PROBLEM =>
Give every line of these records as a numbered list, leaving out any blank lines.

Object pointing dataset records
— BEGIN —
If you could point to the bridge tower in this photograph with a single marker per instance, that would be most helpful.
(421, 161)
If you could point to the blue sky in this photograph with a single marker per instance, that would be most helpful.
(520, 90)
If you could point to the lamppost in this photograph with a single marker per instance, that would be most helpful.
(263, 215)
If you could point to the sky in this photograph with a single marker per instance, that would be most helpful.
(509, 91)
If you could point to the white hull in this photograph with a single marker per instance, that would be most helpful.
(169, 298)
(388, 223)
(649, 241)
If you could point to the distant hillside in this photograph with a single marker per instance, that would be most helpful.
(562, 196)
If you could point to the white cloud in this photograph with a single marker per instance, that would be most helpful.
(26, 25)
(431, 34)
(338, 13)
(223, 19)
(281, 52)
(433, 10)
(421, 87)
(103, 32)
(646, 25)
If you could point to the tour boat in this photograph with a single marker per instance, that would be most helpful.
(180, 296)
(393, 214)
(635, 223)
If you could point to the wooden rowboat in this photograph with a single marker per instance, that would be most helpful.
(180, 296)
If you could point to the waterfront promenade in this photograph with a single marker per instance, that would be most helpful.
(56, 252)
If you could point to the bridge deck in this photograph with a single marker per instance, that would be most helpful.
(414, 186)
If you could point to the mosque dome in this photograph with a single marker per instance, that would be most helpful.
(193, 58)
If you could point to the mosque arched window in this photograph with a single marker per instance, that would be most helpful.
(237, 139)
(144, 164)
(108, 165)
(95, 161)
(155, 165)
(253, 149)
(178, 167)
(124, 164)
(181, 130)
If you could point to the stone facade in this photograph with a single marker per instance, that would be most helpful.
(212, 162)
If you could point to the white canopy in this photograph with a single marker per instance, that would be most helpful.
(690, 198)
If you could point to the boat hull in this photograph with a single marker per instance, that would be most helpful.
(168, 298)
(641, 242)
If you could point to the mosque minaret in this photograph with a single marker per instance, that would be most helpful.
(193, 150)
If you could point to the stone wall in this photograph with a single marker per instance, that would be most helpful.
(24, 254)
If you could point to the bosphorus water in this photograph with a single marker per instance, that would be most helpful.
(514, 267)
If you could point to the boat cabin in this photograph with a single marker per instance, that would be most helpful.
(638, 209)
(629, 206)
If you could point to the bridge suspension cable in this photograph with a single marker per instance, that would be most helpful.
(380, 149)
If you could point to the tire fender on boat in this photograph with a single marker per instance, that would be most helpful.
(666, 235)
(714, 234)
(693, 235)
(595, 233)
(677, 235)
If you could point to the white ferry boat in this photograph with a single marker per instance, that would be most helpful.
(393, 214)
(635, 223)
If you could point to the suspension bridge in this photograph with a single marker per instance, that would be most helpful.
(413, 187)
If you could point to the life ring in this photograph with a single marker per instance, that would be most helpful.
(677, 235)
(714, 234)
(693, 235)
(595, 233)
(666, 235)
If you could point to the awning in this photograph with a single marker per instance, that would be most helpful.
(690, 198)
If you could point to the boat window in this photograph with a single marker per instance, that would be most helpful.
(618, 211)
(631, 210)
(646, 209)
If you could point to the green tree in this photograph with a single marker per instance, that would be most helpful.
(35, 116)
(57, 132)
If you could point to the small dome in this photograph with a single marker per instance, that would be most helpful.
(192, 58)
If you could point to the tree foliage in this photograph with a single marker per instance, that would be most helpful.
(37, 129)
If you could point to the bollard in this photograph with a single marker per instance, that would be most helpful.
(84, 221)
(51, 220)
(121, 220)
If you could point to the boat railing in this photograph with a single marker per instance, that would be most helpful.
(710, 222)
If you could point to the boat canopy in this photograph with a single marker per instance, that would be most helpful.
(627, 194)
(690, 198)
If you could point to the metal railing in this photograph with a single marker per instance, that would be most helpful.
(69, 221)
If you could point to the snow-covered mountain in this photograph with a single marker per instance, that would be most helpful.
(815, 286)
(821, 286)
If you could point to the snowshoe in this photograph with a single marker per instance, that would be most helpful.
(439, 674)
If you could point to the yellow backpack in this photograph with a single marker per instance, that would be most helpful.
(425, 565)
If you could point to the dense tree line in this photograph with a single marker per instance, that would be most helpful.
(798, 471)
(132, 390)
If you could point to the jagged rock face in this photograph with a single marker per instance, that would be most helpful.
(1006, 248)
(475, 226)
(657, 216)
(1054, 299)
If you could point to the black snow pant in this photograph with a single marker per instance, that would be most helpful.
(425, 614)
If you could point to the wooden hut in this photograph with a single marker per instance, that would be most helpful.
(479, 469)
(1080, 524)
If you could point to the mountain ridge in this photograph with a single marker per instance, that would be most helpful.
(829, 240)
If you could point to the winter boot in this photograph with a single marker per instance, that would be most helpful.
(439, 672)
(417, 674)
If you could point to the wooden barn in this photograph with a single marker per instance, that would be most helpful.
— END —
ANSWER IN FULL =>
1. If you could point to the bridge tower in this photograph with a single marker per instance, that would be most helpful.
2. (421, 161)
3. If you could point to the blue sky in this photograph with a single marker per instance, that would be most helpful.
4. (520, 90)
5. If you could point to the lamppost in this photograph with a single marker per instance, that would be most helpful.
6. (263, 215)
7. If you could point to the sky in this photograph with a single marker per instance, that would be most helpful.
8. (509, 91)
9. If you could point to the white hull in this photograph with a single marker per instance, that would be most helpful.
10. (169, 298)
11. (388, 223)
12. (649, 241)
13. If you could point to the distant hillside in this photograph with a single marker per instance, that would be most helpful.
14. (562, 196)
15. If you could point to the white cloud in this photograph with a single marker per instance, that would be most helpful.
16. (26, 25)
17. (431, 34)
18. (338, 13)
19. (223, 19)
20. (281, 52)
21. (433, 10)
22. (421, 87)
23. (103, 32)
24. (646, 25)
25. If you could point to the tour boat in this photograph with a single marker per instance, that would be most helpful.
26. (180, 296)
27. (393, 214)
28. (635, 223)
29. If you could point to the wooden rowboat in this photograph with a single marker per instance, that would be most helpful.
30. (180, 296)
31. If you could point to the waterfront promenade in this photograph with a single marker per instance, that would be most helpful.
32. (56, 252)
33. If you could point to the bridge deck in this photograph with a single marker per instance, that would be most helpful.
34. (414, 186)
35. If you could point to the mosque dome in this photograph with a single marker per instance, that would be most helpful.
36. (193, 58)
37. If you could point to the mosque arched window in this photograph with a single marker per instance, that would be most helpful.
38. (237, 139)
39. (144, 164)
40. (108, 165)
41. (95, 161)
42. (155, 165)
43. (253, 149)
44. (178, 167)
45. (124, 164)
46. (181, 130)
47. If you could point to the stone facade in this photograph with a single marker per instance, that would be most helpful.
48. (212, 162)
49. If you could point to the white canopy in this photograph with a single marker per instance, that would be most helpful.
50. (690, 198)
51. If you could point to the boat hull in this photograph with a single marker per instance, that would be most helpful.
52. (168, 298)
53. (641, 242)
54. If you could point to the mosque minaret in this photograph with a single marker per instance, that would be most helpful.
55. (193, 150)
56. If you could point to the stone wall in this photograph with a single marker per instance, that would be most helpful.
57. (24, 254)
58. If you could point to the bosphorus water in this photograph with a single marker per instance, that would be most helpful.
59. (514, 267)
60. If you could point to the boat cabin in this photograph with a single marker per instance, that would be most helpful.
61. (638, 209)
62. (629, 206)
63. If you could point to the bridge suspension cable in this photograph with a single marker per instance, that would be most helpful.
64. (380, 149)
65. If you could point to the tire fender on boat in this photograph with a single marker per instance, that would be most helpful.
66. (666, 235)
67. (714, 234)
68. (693, 235)
69. (595, 233)
70. (677, 235)
71. If you could point to the white ferry boat in this photograph with a single marker per instance, that would be most helpful.
72. (393, 214)
73. (635, 223)
74. If you could point to the suspension bridge in this photograph with a single marker per instance, that would be most helpful.
75. (413, 187)
76. If you could point to the life ring in this photograph with a single marker per instance, that would be most helpful.
77. (677, 235)
78. (714, 234)
79. (693, 235)
80. (595, 233)
81. (666, 235)
82. If you could point to the awning in this photograph with a single marker per instance, that would be most helpful.
83. (690, 198)
84. If you could point to the boat window in this photograph with a single marker per instance, that would be most helpful.
85. (618, 211)
86. (631, 210)
87. (646, 209)
88. If you could point to the green tree in this photograph with a single marker per instance, that would be most helpful.
89. (35, 116)
90. (57, 132)
91. If you could point to the small dome in this photograph with a single marker per instance, that would be most helpful.
92. (192, 58)
93. If you could point to the tree foliage in this photograph with a single marker per instance, that would be most helpful.
94. (37, 129)
95. If you could point to the bollard in this photograph with a single marker per instance, that would be most helpful.
96. (84, 221)
97. (51, 220)
98. (121, 220)
99. If you could point to the boat railing in this photograph with a single marker per instance, that would be most helpful.
100. (710, 222)
101. If you could point to the boat canopy in this photograph with a single marker per instance, that would be most helpful.
102. (627, 194)
103. (690, 198)
104. If you could point to the metal railing in this photograph with a single marker per instance, that would be most helpful.
105. (69, 221)
106. If you could point to the snow-covered mountain in this photograph with a single marker per instance, that would be most helpful.
107. (815, 286)
108. (821, 286)
109. If you could point to the snowshoe in this photograph with a single marker per instance, that would be most helpful.
110. (439, 674)
111. If you could point to the yellow backpack in this photograph with a single marker per instance, that would be most helpful.
112. (425, 565)
113. If you could point to the dense tree line in this photograph with a single marker per instance, that would be most helpful.
114. (798, 471)
115. (132, 390)
116. If you could point to the jagged rock face in this photograph with a single marker per instance, that would be most helpful.
117. (1006, 248)
118. (475, 226)
119. (657, 216)
120. (1054, 299)
121. If you could point to the black snow pant in this photograph with a single marker per instance, that would be most helpful.
122. (425, 614)
123. If you could point to the wooden hut in this photograph with a single marker per instance, that would be most helpful.
124. (479, 469)
125. (1080, 524)
126. If you could point to the mountain ridge in this photograph with a single marker per instance, that would be most helpful.
127. (829, 240)
128. If you could point to the winter boot in this photograph with a single marker per instance, that would be most helpful.
129. (439, 672)
130. (417, 674)
131. If you could point to the wooden barn in this photograph with a single marker per instance, that would be most helpful.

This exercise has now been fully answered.